▸ **Extracted rows**:
......

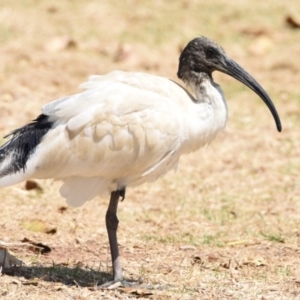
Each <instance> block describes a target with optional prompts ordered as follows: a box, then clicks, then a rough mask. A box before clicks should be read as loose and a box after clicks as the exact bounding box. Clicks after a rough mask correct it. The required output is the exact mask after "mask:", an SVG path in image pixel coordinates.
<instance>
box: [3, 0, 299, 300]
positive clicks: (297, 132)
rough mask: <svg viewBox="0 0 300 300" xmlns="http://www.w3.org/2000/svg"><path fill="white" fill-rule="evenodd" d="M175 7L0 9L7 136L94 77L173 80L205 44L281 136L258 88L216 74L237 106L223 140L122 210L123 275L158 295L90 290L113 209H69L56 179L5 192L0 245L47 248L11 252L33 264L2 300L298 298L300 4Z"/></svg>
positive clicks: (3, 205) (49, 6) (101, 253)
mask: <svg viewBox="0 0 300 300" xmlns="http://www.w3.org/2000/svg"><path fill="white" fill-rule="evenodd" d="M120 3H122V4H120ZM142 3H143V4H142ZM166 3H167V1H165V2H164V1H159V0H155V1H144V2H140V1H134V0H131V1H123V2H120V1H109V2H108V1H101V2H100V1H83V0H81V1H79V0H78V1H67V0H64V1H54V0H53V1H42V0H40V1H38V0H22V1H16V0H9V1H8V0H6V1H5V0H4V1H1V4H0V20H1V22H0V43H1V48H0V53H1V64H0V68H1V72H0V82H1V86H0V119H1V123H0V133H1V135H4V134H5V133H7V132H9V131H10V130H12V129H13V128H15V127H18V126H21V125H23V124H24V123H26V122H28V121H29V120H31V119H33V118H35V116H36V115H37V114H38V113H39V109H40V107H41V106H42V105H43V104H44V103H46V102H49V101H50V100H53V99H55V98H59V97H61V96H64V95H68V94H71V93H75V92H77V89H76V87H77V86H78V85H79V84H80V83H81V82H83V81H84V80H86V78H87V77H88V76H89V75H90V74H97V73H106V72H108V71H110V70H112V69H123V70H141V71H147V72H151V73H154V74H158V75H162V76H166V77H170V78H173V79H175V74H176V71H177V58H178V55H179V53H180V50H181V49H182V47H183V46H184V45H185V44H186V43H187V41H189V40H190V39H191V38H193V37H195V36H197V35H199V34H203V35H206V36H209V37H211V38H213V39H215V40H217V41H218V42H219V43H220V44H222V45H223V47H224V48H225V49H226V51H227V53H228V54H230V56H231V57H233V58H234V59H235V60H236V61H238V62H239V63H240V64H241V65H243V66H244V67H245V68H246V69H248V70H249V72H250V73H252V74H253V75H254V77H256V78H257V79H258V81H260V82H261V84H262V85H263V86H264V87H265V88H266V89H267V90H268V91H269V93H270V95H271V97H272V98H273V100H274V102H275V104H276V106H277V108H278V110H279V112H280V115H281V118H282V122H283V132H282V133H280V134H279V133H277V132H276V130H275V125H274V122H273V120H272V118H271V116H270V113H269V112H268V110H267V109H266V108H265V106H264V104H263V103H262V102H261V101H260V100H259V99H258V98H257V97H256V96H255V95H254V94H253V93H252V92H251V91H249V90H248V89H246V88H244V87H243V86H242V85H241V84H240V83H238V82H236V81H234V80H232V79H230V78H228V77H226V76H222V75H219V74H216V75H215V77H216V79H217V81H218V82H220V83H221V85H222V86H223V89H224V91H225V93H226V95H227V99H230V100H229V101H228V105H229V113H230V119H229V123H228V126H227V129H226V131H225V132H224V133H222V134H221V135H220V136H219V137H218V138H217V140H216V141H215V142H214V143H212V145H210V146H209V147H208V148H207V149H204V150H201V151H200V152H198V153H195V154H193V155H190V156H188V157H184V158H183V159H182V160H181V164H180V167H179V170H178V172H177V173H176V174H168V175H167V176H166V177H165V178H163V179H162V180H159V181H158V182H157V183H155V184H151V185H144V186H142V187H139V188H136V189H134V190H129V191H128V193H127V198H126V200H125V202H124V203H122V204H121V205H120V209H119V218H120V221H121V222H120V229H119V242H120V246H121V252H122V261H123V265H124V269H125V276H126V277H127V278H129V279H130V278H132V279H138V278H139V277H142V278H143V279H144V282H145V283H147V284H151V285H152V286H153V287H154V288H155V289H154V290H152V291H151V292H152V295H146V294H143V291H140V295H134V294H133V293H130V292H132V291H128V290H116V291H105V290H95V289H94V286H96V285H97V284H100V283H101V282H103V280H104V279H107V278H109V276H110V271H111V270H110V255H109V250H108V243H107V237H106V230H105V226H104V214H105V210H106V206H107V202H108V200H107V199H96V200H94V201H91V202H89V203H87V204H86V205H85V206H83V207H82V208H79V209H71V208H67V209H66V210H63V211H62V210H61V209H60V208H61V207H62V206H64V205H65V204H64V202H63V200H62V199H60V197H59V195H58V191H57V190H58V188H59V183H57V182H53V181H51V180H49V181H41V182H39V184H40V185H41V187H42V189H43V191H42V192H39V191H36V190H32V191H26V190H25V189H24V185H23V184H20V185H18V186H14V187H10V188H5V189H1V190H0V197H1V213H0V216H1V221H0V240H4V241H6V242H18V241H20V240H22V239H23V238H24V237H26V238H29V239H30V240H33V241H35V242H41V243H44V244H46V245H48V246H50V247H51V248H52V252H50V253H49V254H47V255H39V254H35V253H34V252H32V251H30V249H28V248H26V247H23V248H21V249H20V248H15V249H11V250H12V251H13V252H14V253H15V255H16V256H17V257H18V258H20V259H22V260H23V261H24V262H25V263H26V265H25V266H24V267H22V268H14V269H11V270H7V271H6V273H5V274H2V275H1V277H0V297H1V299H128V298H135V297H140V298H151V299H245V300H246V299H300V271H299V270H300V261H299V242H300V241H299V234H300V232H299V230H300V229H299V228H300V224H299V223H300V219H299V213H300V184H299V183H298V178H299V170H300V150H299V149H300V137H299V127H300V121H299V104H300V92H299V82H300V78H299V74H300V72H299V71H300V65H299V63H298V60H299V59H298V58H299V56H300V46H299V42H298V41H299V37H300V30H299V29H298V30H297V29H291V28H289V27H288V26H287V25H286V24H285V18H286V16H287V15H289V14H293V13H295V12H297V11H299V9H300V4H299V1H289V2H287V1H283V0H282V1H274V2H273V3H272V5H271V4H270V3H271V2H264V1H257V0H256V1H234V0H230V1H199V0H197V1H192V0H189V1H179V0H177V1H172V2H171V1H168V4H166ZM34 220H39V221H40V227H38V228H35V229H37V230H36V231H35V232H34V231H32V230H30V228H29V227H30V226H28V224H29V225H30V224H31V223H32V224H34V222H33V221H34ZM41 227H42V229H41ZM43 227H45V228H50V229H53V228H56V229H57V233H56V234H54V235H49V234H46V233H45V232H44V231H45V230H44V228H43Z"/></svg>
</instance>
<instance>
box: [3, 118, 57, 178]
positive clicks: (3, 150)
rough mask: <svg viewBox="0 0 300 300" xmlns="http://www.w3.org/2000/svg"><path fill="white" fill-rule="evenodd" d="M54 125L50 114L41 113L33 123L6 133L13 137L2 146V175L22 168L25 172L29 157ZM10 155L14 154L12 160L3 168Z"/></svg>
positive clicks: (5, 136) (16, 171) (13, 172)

......

▸ **DIRECTIVE**:
Pull out every row above and reproduce each line word for word, leaving the pictures out.

▸ **WRITTEN ANSWER**:
Each <instance> block describes a target with optional prompts ordered as follows: a box, then clicks, then a rough mask. A box before clicks should be read as loose and a box after clicks as the exact bounding box. Clicks after a rough mask correct it. The required output is the exact mask after "mask:", an SVG path in image pixel coordinates.
<instance>
box: [3, 0, 299, 300]
positive clicks: (297, 132)
rough mask: <svg viewBox="0 0 300 300" xmlns="http://www.w3.org/2000/svg"><path fill="white" fill-rule="evenodd" d="M175 7L0 9L7 136L94 77L173 80L205 44L281 136L258 88L216 74L237 106L223 140L122 210L123 275L158 295L90 290L113 209H69L56 179L5 192L0 245L47 248L11 252L33 264L2 300L298 298L300 4Z"/></svg>
positive clicks: (3, 205) (49, 6) (101, 253)
mask: <svg viewBox="0 0 300 300" xmlns="http://www.w3.org/2000/svg"><path fill="white" fill-rule="evenodd" d="M120 3H122V4H120ZM142 3H143V4H142ZM166 3H167V1H165V2H164V1H159V0H155V1H144V2H140V1H134V0H131V1H123V2H120V1H109V2H108V1H101V2H100V1H83V0H81V1H79V0H78V1H67V0H64V1H54V0H53V1H42V0H40V1H38V0H22V1H16V0H9V1H8V0H6V1H5V0H4V1H1V4H0V20H1V22H0V43H1V48H0V53H1V64H0V68H1V72H0V82H1V86H0V119H1V123H0V133H1V135H4V134H5V133H7V132H9V131H10V130H12V129H13V128H15V127H18V126H21V125H23V124H24V123H26V122H28V121H29V120H31V119H33V118H35V116H36V115H37V114H38V113H39V109H40V107H41V106H42V105H43V104H44V103H46V102H49V101H50V100H53V99H55V98H59V97H61V96H64V95H68V94H71V93H75V92H77V89H76V87H77V86H78V85H79V84H80V83H81V82H83V81H84V80H86V78H87V77H88V76H89V75H90V74H97V73H106V72H108V71H110V70H112V69H123V70H141V71H147V72H151V73H154V74H158V75H162V76H166V77H170V78H173V79H175V74H176V71H177V58H178V55H179V53H180V50H181V49H182V47H183V46H184V45H185V44H186V43H187V41H189V40H190V39H191V38H193V37H195V36H197V35H199V34H203V35H206V36H209V37H211V38H213V39H215V40H217V41H218V42H219V43H220V44H222V45H223V47H224V48H225V49H226V51H227V53H228V54H230V56H231V57H233V58H234V59H235V60H236V61H238V62H239V63H240V64H241V65H243V66H244V67H245V68H246V69H248V70H249V72H250V73H252V74H253V75H254V77H256V78H257V79H258V81H260V82H261V84H262V85H263V86H264V87H265V88H266V89H267V90H268V91H269V93H270V95H271V97H272V98H273V100H274V102H275V104H276V106H277V108H278V110H279V112H280V115H281V118H282V122H283V132H282V133H280V134H279V133H277V132H276V130H275V125H274V122H273V120H272V118H271V116H270V113H269V112H268V110H267V109H266V108H265V106H264V104H263V103H262V102H261V101H260V100H259V99H258V98H257V97H256V96H255V95H254V94H253V93H252V92H251V91H249V90H248V89H246V88H244V87H243V86H242V85H241V84H240V83H238V82H236V81H234V80H232V79H230V78H228V77H226V76H222V75H219V74H216V75H215V77H216V79H217V81H218V82H220V83H221V85H222V86H223V89H224V91H225V93H226V95H227V99H230V100H229V101H228V105H229V113H230V119H229V123H228V126H227V129H226V131H225V132H224V133H222V134H221V135H220V136H219V137H218V138H217V140H216V141H215V142H214V143H212V145H210V146H209V147H208V148H207V149H204V150H201V151H200V152H198V153H195V154H193V155H190V156H188V157H184V158H183V159H182V160H181V164H180V167H179V170H178V172H177V173H176V174H168V175H167V176H166V177H165V178H163V179H162V180H159V181H158V182H157V183H155V184H151V185H144V186H142V187H139V188H136V189H134V190H129V191H128V193H127V198H126V200H125V202H124V203H122V204H121V205H120V209H119V218H120V221H121V222H120V229H119V242H120V246H121V252H122V261H123V265H124V269H125V276H126V277H127V278H129V279H130V278H132V279H138V278H139V277H142V278H143V279H144V282H145V283H147V284H151V285H152V286H153V287H154V288H155V289H154V290H152V291H151V292H152V295H146V294H143V291H140V295H134V294H133V293H130V292H132V291H128V290H116V291H105V290H95V289H94V286H96V285H97V284H100V283H101V282H103V280H104V279H107V278H109V276H110V271H111V270H110V255H109V250H108V243H107V237H106V230H105V226H104V214H105V210H106V206H107V202H108V200H107V199H96V200H94V201H91V202H89V203H87V204H86V205H85V206H83V207H82V208H79V209H71V208H67V209H66V210H63V211H62V210H61V209H60V208H61V207H62V206H64V205H65V204H64V202H63V200H62V199H60V197H59V195H58V191H57V190H58V188H59V183H57V182H53V181H51V180H49V181H41V182H39V184H40V185H41V187H42V189H43V191H42V192H39V191H36V190H32V191H26V190H25V189H24V185H23V184H20V185H18V186H14V187H10V188H5V189H1V190H0V197H1V213H0V216H1V221H0V240H4V241H6V242H18V241H20V240H22V239H23V238H24V237H26V238H29V239H30V240H33V241H35V242H41V243H44V244H46V245H48V246H50V247H51V248H52V252H50V253H49V254H47V255H39V254H35V253H34V252H32V251H30V249H28V248H26V247H23V248H21V249H20V248H15V249H11V250H12V251H13V252H14V253H15V255H16V256H17V257H18V258H20V259H22V260H23V261H24V262H25V263H26V265H25V266H24V267H22V268H14V269H11V270H7V271H6V273H5V274H2V275H1V277H0V297H1V299H128V298H135V297H140V298H151V299H245V300H246V299H300V271H299V270H300V261H299V242H300V241H299V234H300V232H299V230H300V229H299V228H300V224H299V223H300V219H299V213H300V184H299V183H298V178H299V170H300V150H299V149H300V137H299V127H300V121H299V104H300V92H299V82H300V78H299V74H300V72H299V71H300V65H299V63H298V60H299V59H298V58H299V56H300V46H299V42H298V41H299V37H300V30H299V29H298V30H297V29H291V28H289V27H288V26H287V25H286V24H285V18H286V16H287V15H289V14H293V13H295V12H297V11H299V9H300V4H299V1H289V2H287V1H283V0H282V1H274V2H273V3H272V5H271V4H270V3H271V2H264V1H257V0H256V1H234V0H230V1H199V0H197V1H192V0H189V1H179V0H177V1H172V2H171V1H168V4H166ZM34 220H39V221H40V227H38V228H35V229H37V230H36V231H35V232H34V231H32V230H30V228H29V227H30V226H28V224H29V225H30V224H31V223H32V224H34V222H33V221H34ZM41 227H42V229H41ZM43 227H45V228H50V229H53V228H56V229H57V233H56V234H54V235H49V234H46V233H45V232H44V231H45V230H44V228H43Z"/></svg>
</instance>
<instance>
box: [3, 118, 57, 178]
positive clicks: (3, 150)
rough mask: <svg viewBox="0 0 300 300" xmlns="http://www.w3.org/2000/svg"><path fill="white" fill-rule="evenodd" d="M54 125L50 114L41 113L33 123L6 133L13 137L2 146V175L22 168L25 172L29 157ZM10 155L14 154L12 160L3 168Z"/></svg>
positive clicks: (5, 136) (16, 171) (13, 172)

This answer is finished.